*AANGELEVERDE TEKST:*
● ● ●
WOORDKATHEDRAAL. Schrijver Milan Kundera legt in zijn Verzamelde essays de fundamenten van zijn kunst bloot en geeft zijn gepensioneerde collega’s het nakijken met een indrukwekkend intellectueel bouwwerk.
Milan Kundera, Ambo, 592 blz., ?49,95
‘De strijd met schrijven is voorbij’ – Philip Roth hangt zijn pen aan de wilgen wegens finaal uitverteld en maakt zich in zijn laatste interview met The New York Times zorgen over het voortbestaan van de roman. Niet het boek zal uitsterven – verre van, er zullen altijd schitterende romans geschreven worden – maar de lezer is door het virus van schermverslaving (tv, film en, als doodsteek, de computer) een bedreigde soort geworden. Het klinkt als een borgesiaanse nachtmerrie: immer aangroeiende bibliotheken vol prachtige romans en geen levende ziel die al dat moois ooit onder ogen krijgt.
● ● ●
*GEGEVENSRIJEN:*
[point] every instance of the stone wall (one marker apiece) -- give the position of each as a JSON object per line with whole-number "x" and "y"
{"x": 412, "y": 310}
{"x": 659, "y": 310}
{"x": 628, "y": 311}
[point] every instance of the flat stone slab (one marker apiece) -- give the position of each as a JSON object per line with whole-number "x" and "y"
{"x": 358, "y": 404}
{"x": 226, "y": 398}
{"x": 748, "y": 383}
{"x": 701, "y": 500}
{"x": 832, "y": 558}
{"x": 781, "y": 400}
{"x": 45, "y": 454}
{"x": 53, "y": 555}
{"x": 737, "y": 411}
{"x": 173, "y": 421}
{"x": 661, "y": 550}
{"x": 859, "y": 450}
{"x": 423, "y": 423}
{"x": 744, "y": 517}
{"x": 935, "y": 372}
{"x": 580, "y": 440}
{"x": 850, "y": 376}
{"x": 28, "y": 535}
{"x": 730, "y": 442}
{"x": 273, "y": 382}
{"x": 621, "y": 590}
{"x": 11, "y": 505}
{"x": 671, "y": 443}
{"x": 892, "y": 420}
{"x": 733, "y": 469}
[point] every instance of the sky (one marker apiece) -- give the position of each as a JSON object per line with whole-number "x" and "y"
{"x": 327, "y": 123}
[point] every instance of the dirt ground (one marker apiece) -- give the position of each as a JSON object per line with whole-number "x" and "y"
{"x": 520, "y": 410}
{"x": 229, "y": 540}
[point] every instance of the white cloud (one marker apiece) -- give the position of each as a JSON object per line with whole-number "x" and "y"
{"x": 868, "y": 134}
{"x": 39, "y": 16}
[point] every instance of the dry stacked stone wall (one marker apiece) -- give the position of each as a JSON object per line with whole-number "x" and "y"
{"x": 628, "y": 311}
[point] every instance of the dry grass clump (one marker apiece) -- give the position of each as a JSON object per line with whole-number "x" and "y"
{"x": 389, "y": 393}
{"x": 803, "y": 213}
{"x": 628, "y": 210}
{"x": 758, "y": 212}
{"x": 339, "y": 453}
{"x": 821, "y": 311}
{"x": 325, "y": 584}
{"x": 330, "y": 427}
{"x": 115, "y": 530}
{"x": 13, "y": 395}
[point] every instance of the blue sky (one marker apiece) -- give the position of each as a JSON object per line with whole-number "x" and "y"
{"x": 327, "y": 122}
● ● ●
*OPDRACHT:*
Geef bij elke bewering aan of ze klopt met de tekst over Kundera: (a) het boek telt 592 bladzijden, (b) Roth verwacht dat het boek zal uitsterven, (c) Roth gaf zijn laatste interview aan The New York Times. Antwoord telkens met ja of nee en citeer de woorden uit de tekst die de doorslag geven. De rijen zijn afkomstig uit een andere bron.

*UITWERKING:*
(a) Ja: "Milan Kundera, Ambo, 592 blz."
(b) Nee: "Niet het boek zal uitsterven"
(c) Ja: "in zijn laatste interview met The New York Times"